### Teks yang Diberikan

Ternyata dia (Hanafi) berkeliling, Bro! Dan sampailah dia berpindah ke kelompokku.
Tadinya
kami duduk bertiga plus seorang Bapak-bapak. Tapi di suatu stasiun Bapak itu
pindah tempat duduk dan entah hilang setelah turun di stasiun mana. Nah, ketika
kursi si Bapak di depan kak Inoey itu kosong, duduklah Hanafi bersama kami,
mengajak berkenalan.
Posisinya:
Kak Inoey duduk di dekat jendela, aku di sampingnya (dekat lorong), Iman
berhadapan denganku.
Blablabla,
cerita-cerita yg lalu~
--
Di
sebuah stasiun, Kereta Api Rangkas Merak berhenti agak lama, mungkin ada 5-10
menit. Penumpang di gerbong kami pun lama-lama menipis, sudah turun di stasiun
tujuannya masing-masing. Saat kereta kembali berangkat, dua orang laki-laki
dari rombongan kami duduk di bangku seberangku. Dua orang laki-laki, yg sedari
tadi di Pondok Ranji terlihat selalu berdua, Anam dan Aal. Kupikir Aal ini
salah satu dari panitia juga karena dia tampak ikut membeli tiket bersama Anam
di Pondok Ranji tadi. Ya, pokoknya mereka selalu berdua, jadi kusimpulkan dia adalah
bagian dari panitia.
Aku tak
begitu ingat awal mula pembicaraan itu, yg kutangkap dan ingat, saat itu adalah
sebuah kenyataan bahwa sangkaanku benar, guys,
Anam waktu itu masih berstatus mahasiswa tingkat akhir.
Kenyataan
kedua: mereka suka atau mungkin (hanya) pernah NAIK GUNUNG :3
“Oh,
suka naik gunung juga?” tanyaku.
You got my attention, boys.
Seneng
gitu kan kalo nemu orang yg punya minat yg sama.

### Baris Data
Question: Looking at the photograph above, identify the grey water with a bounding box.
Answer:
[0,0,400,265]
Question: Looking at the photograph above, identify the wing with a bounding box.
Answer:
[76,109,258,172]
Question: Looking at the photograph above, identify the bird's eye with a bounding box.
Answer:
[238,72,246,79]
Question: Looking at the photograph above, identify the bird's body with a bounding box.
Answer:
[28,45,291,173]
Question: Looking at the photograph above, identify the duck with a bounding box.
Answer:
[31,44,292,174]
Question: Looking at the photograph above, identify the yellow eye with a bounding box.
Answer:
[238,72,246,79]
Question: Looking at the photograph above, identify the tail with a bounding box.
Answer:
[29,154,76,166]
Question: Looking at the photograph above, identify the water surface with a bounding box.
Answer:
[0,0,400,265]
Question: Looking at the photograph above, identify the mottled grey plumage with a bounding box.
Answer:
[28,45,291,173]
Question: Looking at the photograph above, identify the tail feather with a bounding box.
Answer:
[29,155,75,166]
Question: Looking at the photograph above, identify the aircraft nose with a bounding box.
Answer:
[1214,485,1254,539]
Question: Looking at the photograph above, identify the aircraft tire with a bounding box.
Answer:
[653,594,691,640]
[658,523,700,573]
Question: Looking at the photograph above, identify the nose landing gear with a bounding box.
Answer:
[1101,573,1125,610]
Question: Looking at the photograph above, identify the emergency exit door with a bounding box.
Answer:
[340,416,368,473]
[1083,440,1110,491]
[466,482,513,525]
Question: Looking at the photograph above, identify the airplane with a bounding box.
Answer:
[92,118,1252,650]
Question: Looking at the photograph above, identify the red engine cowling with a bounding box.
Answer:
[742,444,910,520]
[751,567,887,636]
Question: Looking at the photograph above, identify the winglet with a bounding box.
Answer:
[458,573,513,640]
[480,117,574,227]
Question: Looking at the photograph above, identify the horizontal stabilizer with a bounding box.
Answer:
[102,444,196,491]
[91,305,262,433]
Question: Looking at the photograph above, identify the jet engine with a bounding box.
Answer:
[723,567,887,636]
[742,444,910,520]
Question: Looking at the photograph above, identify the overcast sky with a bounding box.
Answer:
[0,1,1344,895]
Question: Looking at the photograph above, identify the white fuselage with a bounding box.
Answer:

### Tindakan yang Diperlukan
1 – Sebutkan seluruh nama orang yang muncul dalam teks perjalanan kereta.
2 – Kembalikan secara persis bagian teks perjalanan kereta yang dimulai pada kata-kata "Ternyata dia (Hanafi)" dan berakhir setelah kata-kata "mengajak berkenalan.".
3 – Jawablah pertanyaan berikut berdasarkan teks perjalanan kereta.
(a) Kira-kira berapa lama Kereta Api Rangkas Merak berhenti di sebuah stasiun?
(b) Di mana Kak Inoey duduk?
(c) Apa status Anam waktu itu?
Entri-entri tersebut merupakan bahan yang terpisah dari teks perjalanan kereta.

### Jawaban
1 – Hanafi, Kak Inoey, Iman, Anam, Aal

2 –
Ternyata dia (Hanafi) berkeliling, Bro! Dan sampailah dia berpindah ke kelompokku.
Tadinya
kami duduk bertiga plus seorang Bapak-bapak. Tapi di suatu stasiun Bapak itu
pindah tempat duduk dan entah hilang setelah turun di stasiun mana. Nah, ketika
kursi si Bapak di depan kak Inoey itu kosong, duduklah Hanafi bersama kami,
mengajak berkenalan.

3 –
(a) Mungkin sekitar 5–10 menit.
(b) Di dekat jendela.
(c) Mahasiswa tingkat akhir.